EXTRACT TO READ:

Segment Open

Bill Owens says he's tough on crime. He's an ardent advocate of the war against drugs. This year, when Colorado voters approved marijuana use for medicinal purposes, he urged the feds to fully prosecute anyone who sells, distributes or grows dope.
Why, then, is it OK for the governor of Colorado to have what appears to be a perfectly healthy, knee-high pot plant growing amid blue bell flowers and other foliage on the gated grounds of his official residence in Denver's Capitol Hill neighborhood?
These photos of the east side of the Governor's Mansion and the alleged marijuana plant just steps from the sidewalk were taken last Sunday, Aug 12. It was unclear whether additional pot plants are growing elsewhere at the historic mansion that was deeded to the State of Colorado for use by the governor in 1959.
Since his election in 1998, Owens and his family have continued to live in their home in Aurora. However as governor, he uses the mansion for official functions, including political fundraisers.
In 2000, the Republican Owens underscored a tough-on-crime stance in his state of the state message: "Just passing laws is not enough," he said. "We must also enforce the laws we already have on the books and vigorously prosecute those who break the law."
So is Owens ready to turn himself in, to be charged and prosecuted under federal, state or local forfeiture and public nuisance laws? These laws give the government the ability to seize property, often based solely upon probable cause that unlawful activities are occurring there -- including cultivation of marijuana, which is classified as an illicit drug.
And, claims of innocence -- "But I had no idea the pot plant was even there, officer!" -- is no excuse.

Segment Closed

GIVEN ENTRIES:
Segment Open

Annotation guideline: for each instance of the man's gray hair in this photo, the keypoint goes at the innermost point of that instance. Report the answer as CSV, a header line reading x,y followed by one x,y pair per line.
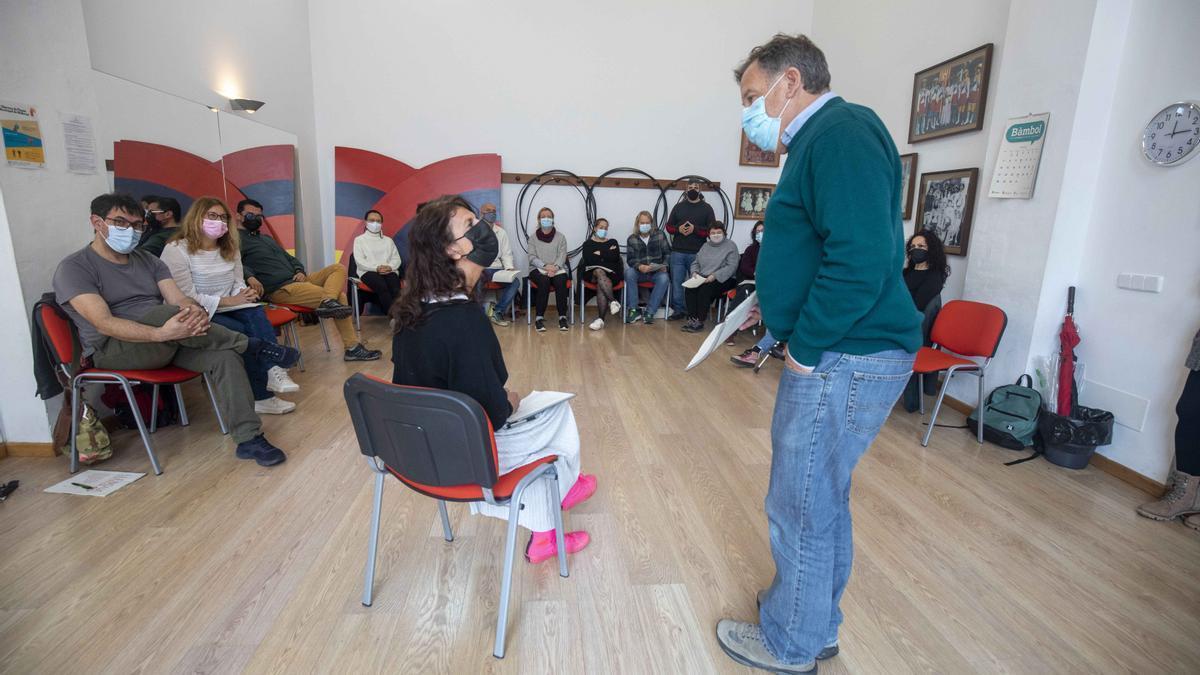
x,y
787,51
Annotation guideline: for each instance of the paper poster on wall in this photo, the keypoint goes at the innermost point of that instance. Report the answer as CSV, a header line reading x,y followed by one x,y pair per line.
x,y
22,136
1020,153
79,143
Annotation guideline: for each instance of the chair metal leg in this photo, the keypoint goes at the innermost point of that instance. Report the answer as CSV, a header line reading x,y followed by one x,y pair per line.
x,y
142,426
369,575
216,408
76,390
154,408
510,543
445,521
559,532
937,406
183,408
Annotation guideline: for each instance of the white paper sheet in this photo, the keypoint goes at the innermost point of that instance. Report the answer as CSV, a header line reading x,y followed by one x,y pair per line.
x,y
537,402
95,483
721,332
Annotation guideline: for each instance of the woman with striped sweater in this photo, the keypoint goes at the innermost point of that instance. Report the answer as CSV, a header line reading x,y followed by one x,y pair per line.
x,y
203,257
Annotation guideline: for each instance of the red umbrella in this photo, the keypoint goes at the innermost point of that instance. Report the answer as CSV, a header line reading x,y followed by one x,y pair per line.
x,y
1068,338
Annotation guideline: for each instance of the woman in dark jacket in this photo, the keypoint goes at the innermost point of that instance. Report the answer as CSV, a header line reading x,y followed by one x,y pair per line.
x,y
600,264
444,341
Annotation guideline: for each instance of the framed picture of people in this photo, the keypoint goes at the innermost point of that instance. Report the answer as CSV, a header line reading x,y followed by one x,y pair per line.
x,y
907,185
750,199
946,207
949,97
754,156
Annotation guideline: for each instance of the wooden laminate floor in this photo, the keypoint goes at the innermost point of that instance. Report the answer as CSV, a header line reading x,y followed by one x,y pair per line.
x,y
220,566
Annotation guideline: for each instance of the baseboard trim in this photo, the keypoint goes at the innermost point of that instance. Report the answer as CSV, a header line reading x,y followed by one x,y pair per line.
x,y
1119,471
29,451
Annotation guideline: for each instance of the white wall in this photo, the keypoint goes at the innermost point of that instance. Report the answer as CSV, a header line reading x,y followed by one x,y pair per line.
x,y
577,87
1146,220
214,49
875,48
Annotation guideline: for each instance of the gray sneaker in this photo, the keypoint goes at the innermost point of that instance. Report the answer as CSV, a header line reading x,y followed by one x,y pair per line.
x,y
744,644
827,651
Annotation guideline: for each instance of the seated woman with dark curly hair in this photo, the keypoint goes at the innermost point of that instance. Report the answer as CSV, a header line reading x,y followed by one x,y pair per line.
x,y
444,341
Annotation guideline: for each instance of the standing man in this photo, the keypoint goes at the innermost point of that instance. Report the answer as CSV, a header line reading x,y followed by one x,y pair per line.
x,y
279,276
688,223
831,285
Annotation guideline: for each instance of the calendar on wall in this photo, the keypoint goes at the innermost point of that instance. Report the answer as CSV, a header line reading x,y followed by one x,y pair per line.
x,y
1020,153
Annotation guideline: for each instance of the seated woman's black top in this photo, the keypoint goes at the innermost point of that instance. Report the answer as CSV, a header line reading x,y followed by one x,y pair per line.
x,y
455,348
604,254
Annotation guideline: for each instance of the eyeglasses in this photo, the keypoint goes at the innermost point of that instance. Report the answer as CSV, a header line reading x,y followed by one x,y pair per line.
x,y
138,226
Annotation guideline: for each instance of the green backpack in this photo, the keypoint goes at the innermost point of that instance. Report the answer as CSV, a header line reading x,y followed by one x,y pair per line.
x,y
1011,414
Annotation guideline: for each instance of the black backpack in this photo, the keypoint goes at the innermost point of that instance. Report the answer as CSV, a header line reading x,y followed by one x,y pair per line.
x,y
1011,414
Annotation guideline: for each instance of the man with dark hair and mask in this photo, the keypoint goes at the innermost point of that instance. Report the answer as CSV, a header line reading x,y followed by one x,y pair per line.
x,y
688,223
279,276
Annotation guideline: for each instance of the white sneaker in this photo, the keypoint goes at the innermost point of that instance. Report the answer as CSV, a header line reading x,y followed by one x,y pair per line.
x,y
274,405
279,381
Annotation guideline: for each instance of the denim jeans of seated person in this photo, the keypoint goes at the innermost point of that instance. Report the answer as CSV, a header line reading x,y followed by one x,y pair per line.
x,y
823,423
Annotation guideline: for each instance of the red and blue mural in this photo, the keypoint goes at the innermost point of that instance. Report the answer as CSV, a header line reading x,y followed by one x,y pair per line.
x,y
265,173
369,180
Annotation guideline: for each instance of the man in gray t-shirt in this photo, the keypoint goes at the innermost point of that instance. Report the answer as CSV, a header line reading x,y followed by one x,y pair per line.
x,y
132,316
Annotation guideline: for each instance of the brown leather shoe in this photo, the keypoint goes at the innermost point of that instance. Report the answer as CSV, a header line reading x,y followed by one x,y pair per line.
x,y
1182,499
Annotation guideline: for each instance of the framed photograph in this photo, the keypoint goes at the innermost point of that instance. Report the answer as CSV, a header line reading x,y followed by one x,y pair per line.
x,y
907,185
750,201
949,97
946,207
753,156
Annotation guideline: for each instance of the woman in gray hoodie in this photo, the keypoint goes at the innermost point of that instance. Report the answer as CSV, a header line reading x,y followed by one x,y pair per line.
x,y
715,263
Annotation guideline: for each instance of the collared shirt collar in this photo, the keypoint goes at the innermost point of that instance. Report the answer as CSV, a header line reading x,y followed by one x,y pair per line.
x,y
795,127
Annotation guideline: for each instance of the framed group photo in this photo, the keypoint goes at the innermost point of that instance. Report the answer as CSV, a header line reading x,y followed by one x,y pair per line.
x,y
754,156
750,201
907,183
946,207
949,97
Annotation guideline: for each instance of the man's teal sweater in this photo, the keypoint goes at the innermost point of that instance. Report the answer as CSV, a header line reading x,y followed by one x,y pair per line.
x,y
829,270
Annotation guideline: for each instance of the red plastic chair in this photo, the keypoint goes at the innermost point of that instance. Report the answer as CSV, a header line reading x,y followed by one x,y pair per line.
x,y
441,443
285,321
64,345
961,329
531,286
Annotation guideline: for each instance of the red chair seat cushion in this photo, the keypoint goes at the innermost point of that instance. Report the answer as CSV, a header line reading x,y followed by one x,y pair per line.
x,y
502,490
280,316
934,360
169,375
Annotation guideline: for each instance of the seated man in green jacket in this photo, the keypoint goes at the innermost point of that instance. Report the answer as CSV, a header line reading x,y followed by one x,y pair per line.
x,y
279,276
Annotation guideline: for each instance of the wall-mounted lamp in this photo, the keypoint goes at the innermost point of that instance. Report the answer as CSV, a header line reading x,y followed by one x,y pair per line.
x,y
247,105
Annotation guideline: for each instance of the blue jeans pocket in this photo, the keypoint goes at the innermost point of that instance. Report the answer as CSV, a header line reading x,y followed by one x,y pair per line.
x,y
871,398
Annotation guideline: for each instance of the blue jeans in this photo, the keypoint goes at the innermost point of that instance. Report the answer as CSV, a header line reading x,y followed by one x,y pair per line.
x,y
660,279
504,298
252,322
681,268
823,423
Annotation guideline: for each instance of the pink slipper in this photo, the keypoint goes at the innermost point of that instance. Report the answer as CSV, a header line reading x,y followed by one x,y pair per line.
x,y
543,545
585,487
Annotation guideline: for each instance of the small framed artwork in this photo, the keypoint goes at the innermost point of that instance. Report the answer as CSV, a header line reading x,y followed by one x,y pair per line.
x,y
907,185
754,156
949,97
946,207
750,201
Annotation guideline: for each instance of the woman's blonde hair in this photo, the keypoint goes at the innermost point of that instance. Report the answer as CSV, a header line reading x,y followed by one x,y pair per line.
x,y
191,228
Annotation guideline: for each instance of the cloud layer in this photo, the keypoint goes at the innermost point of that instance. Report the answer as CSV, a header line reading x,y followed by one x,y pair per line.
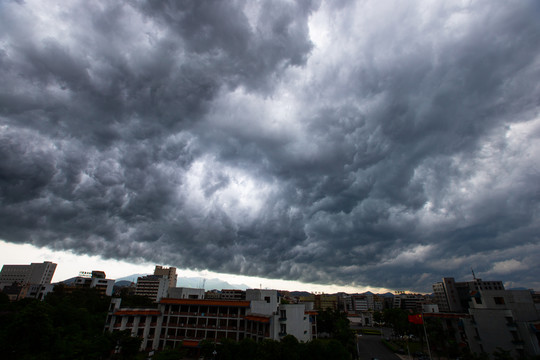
x,y
379,144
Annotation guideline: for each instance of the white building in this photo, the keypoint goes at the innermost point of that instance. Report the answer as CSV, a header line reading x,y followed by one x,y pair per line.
x,y
35,273
169,273
503,319
185,293
152,286
96,280
186,322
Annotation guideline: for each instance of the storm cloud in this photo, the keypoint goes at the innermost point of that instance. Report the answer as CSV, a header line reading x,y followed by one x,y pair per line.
x,y
355,142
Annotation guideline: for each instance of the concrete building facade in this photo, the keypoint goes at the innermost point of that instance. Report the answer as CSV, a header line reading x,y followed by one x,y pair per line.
x,y
188,321
35,273
506,319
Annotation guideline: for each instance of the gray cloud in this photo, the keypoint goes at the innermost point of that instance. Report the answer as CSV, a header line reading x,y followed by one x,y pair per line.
x,y
360,143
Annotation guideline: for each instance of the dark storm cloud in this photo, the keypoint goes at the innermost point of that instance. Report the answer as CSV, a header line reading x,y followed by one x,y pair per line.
x,y
369,144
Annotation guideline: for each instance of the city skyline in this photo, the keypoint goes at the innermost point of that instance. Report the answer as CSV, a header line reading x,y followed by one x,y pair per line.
x,y
353,144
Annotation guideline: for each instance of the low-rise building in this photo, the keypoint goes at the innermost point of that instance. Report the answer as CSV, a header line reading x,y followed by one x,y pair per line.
x,y
96,280
505,319
188,321
35,273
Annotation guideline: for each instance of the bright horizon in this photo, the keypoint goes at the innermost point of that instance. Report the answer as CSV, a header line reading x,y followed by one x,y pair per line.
x,y
69,264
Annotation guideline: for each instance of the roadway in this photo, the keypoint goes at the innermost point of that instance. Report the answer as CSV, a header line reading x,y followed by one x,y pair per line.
x,y
371,347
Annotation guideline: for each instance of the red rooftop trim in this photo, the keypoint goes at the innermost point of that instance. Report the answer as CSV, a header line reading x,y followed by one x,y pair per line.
x,y
137,312
205,302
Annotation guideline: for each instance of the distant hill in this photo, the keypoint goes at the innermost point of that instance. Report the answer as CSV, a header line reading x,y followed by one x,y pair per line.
x,y
193,282
131,278
68,281
122,283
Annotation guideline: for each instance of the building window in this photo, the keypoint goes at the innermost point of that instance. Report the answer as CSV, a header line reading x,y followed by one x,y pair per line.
x,y
499,300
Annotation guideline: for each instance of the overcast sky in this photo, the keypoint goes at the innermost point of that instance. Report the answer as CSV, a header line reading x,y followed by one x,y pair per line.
x,y
356,143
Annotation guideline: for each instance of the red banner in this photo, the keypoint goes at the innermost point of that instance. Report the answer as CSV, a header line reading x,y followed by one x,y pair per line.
x,y
416,319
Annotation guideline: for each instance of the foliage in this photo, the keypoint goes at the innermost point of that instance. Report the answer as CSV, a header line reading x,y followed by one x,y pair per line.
x,y
169,354
136,301
397,319
289,348
501,354
335,323
66,325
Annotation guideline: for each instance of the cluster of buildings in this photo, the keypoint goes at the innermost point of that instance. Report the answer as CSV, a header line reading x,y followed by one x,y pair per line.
x,y
479,315
483,316
34,281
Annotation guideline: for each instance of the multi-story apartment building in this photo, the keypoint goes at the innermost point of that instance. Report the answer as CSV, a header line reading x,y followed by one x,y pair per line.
x,y
169,273
96,280
35,273
186,293
188,321
232,294
321,301
412,302
152,286
157,285
452,296
506,319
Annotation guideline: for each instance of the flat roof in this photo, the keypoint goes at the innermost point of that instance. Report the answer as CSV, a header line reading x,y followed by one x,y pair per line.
x,y
137,312
212,302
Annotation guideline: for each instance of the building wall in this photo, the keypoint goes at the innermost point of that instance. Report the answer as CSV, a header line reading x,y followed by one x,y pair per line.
x,y
501,318
169,272
185,293
192,320
152,287
35,273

Segment Closed

WHAT YOU HAVE TO DO: Reproduce the part of the article about Bill Owens that begins at the words "So is Owens" and stops after the words "an illicit drug.".

FINAL ANSWER:
So is Owens ready to turn himself in, to be charged and prosecuted under federal, state or local forfeiture and public nuisance laws? These laws give the government the ability to seize property, often based solely upon probable cause that unlawful activities are occurring there -- including cultivation of marijuana, which is classified as an illicit drug.